Copy out the listing exactly.

[Stored entries]
□ □ □ □ □ □ □

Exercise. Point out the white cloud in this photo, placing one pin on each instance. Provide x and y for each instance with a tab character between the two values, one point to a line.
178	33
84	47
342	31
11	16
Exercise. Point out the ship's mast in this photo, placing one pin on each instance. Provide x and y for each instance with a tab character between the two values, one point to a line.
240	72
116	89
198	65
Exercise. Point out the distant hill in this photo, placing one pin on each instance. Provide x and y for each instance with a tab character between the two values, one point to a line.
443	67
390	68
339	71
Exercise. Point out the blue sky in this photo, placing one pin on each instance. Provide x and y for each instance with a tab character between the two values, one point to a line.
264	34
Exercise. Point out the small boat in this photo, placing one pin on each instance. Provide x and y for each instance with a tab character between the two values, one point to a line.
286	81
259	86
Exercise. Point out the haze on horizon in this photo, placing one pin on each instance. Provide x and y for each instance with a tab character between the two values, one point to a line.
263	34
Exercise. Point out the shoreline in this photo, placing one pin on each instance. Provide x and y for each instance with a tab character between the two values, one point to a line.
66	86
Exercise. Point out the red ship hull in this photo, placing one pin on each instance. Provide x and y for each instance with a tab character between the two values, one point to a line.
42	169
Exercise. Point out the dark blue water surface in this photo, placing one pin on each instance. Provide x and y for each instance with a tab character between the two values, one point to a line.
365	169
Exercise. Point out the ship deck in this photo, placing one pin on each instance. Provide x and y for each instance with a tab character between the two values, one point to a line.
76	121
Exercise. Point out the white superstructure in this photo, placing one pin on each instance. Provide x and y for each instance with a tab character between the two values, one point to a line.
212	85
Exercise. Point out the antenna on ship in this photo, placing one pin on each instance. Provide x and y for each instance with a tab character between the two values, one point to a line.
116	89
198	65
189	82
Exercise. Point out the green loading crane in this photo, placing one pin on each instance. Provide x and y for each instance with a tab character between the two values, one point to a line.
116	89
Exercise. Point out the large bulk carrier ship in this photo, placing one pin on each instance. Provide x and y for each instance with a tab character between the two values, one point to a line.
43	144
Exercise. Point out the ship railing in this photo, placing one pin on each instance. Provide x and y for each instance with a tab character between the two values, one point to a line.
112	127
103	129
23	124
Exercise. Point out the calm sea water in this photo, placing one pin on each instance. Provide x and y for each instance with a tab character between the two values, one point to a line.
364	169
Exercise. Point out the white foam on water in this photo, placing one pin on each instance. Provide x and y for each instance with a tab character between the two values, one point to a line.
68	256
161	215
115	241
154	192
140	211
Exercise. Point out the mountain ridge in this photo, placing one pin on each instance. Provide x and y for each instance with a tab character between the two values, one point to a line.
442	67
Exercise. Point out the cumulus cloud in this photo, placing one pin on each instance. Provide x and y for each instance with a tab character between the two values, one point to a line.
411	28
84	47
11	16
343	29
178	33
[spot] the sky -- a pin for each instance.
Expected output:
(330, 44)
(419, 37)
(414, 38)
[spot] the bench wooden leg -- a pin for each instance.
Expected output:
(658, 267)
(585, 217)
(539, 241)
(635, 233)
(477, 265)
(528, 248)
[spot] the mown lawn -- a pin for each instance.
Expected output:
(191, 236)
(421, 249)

□ □ □ □ □ □ □

● CORRECT ANSWER
Exercise. Point out the white cloud in this photo, placing one pin on each instance. Provide x and y for each instance with a tab character between the two values, one point to a line.
178	33
84	47
342	31
11	16
Exercise. Point out the ship's mast in this photo, placing one pin on each instance. Provide x and y for each instance with a tab character between the two values, one point to a line.
240	72
116	89
198	65
Exercise. Point out the distant hill in this photo, placing one pin on each instance. Provide x and y for each instance with a tab character between the two values, one point to a line.
443	67
390	68
339	71
Exercise. Point out the blue sky in this photo, placing one pin on each instance. Provide x and y for each instance with a tab character between the two values, one point to a line.
264	34
Exercise. Point out the small boat in this photo, placing one pin on each instance. Provide x and y for each instance with a tab character between the two values, one point to a line.
286	81
259	86
Exercise. Point out the haze on horizon in this photo, placing one pin on each instance. Provide x and y for each instance with a tab character between the two values, one point to a line.
263	34
Exercise. Point out the shoreline in this photo, placing one pin on each instance. Provide x and y for each instance with a tab character between the two values, one point to a line.
66	86
Exercise. Point out the red ship hull in this photo, placing one pin on each instance. Provide x and y for each instance with a tab character between the two values, one point to a line.
42	169
Exercise. Point out the dark blue water surface in this photo, placing one pin on each instance. Provide x and y for each instance with a tab character between the two values, one point to a line.
365	169
Exercise. Point out the ship deck in this photo, placing one pin on each instance. Provide x and y for each instance with a tab character between the two values, one point to a line.
76	121
Exercise. Point out the white superstructure in this photo, placing one pin on each instance. Provide x and y for each instance with a tab character between the two values, one point to a line.
212	85
Exercise. Point out the antenna on ship in this photo, placing one pin on each instance. Provide x and y for each instance with a tab character between the two values, one point to a line.
116	89
198	65
189	82
Exercise. Point out the green loading crane in this photo, placing one pin on each instance. Provide x and y for each instance with a tab character between the two values, one point to a line.
116	89
Exercise. Point out the large bulk carrier ship in this photo, placing one pin on each instance. Provide x and y for each instance with a tab character between the two values, one point to a line.
43	144
Exercise. Point out the ship railing in this photo, placing one pin on each instance. Provide x and y for each instance with a tab character between the two values, one point to a line.
112	127
103	129
23	124
Exercise. Point out the calm sea water in this photo, placing one pin on each instance. Provide x and y for each instance with a tab character between the two values, one point to a line.
364	169
Exercise. Point out the white foam on water in this photo, placing one pin on each instance. Provide x and y for each instance with a tab character between the two values, one point to a line.
68	256
161	215
115	241
154	192
140	211
Exercise. Point out the mountain ridge in this photo, placing one pin on each instance. Provide x and y for each instance with a tab character between the two values, one point to a line.
442	67
Exercise. Point out the cumulus cloud in this photo, placing one pin on each instance. Provide x and y for each instance with a tab character between the two values, one point to a line.
411	28
84	47
11	16
343	29
178	33
[spot] the sky -- a pin for each instance.
Expected output:
(330, 44)
(419, 37)
(414, 38)
[spot] the bench wooden leg -- a pin for each instance.
Expected output:
(658, 267)
(585, 217)
(539, 241)
(635, 233)
(477, 265)
(528, 248)
[spot] the mown lawn -- a pin for each instance.
Expected output:
(191, 236)
(421, 249)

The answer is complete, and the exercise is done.